__Page extract__.

================

By Vatican News staff writer
Pope Francis on Thursday met with members of the Laudato Si’ Movement in the Vatican. The group (formerly known as the Global Catholic Climate Movement) takes its cue from Pope Francis’ 2015 encyclical Laudato si’ and works to inspire and mobilize communal action to promote care for our common home in order to achieve climate and ecological justice.
Following the meeting, the President of the Laudato Si’ Movement Board of Directors, Dr. Lorna Gold, spoke with Jean-Charles Putzolu of Vatican News. Dr Gold reflected on the encounter with the Holy Father and the important mission of the movement.
Bringing about integral ecology
Dr. Gold shared that the Holy Father charged the movement with continuing to help the Church to bring about integral ecology across the world, during this first meeting since the Pope confirmed the change of name at Pentecost this year.
“We changed the name,” she explained, because “Laudato si’ is more universal and easier for people to understand.” She added, "We want to make to make Laudato si’ - this wonderful encyclical of the Pope on the environment – a lived reality in our communities and in the world.”
Reflecting on the Pope’s call to the movement to bring about integral ecology, Dr. Gold interprets it as a call to “go out to the peripheries and engage the voices of those who are voiceless.”

================

__Extracted information__.
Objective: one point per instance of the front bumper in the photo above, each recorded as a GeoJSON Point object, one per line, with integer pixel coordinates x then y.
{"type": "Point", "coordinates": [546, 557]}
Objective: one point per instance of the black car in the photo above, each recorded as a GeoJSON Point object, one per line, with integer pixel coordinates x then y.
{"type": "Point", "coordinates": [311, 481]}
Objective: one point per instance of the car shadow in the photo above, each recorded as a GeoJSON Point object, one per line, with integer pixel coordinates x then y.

================

__Objective 1__.
In the article about the Laudato Si' Movement, what was the group formerly called?
__Objective 2__.
Please copy the records word for word, from the line containing "Objective: one point per instance of the black" through the end of the records.

__Response 1__.
The Global Catholic Climate Movement.

__Response 2__.
Objective: one point per instance of the black car in the photo above, each recorded as a GeoJSON Point object, one per line, with integer pixel coordinates x then y.
{"type": "Point", "coordinates": [311, 481]}
Objective: one point per instance of the car shadow in the photo above, each recorded as a GeoJSON Point object, one per line, with integer pixel coordinates x then y.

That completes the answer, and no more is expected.